• **SOURCE EXTRACT**:
03 Jun 2012

Submodules

posted by Matthew Flatt

A Racket submodule is a module that is syntactically nested within another module. Submodules will be supported in the next release of Racket, and they are available in the current pre-release version.

Submodules provide nested namespaces, but that kind of nesting is already available through forms like define-package. The power of submodules is that they can be separately loaded and separately run relative to their enclosing modules, in the same way that top-level modules can be separately load and run. This separation of dependencies means that submodules can be used to add code and information to modules—such as tests, documentation, and parsing information—that is loaded only when specifically requested.

The `main` Submodule

One use of a submodule is to declare a main submodule. A main submodule is instantiated when the enclosing module is run as the main program, but not when the enclosing module is used as a library.

"fish.rkt"

#lang racket/base
(provide fish)
(define fish '(1 2))
(module+ main
  (map displayln fish))

"sum-fish.rkt"

#lang racket/base
(require "fish.rkt")
(apply + fish)

• **WHAT IS NEEDED**: Please copy the stretch of the Racket submodules post from "One use of a" through "(provide fish)", replacing "enclosing module" with "outer module".

• **DATA LINES**:
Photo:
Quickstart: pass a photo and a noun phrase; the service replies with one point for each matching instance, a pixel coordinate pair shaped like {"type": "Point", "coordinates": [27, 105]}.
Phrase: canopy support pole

• **SOLUTION TO THIS PROBLEM**:
One use of a submodule is to declare a main submodule. A main submodule is instantiated when the outer module is run as the main program, but not when the outer module is used as a library.

"fish.rkt"

#lang racket/base
(provide fish)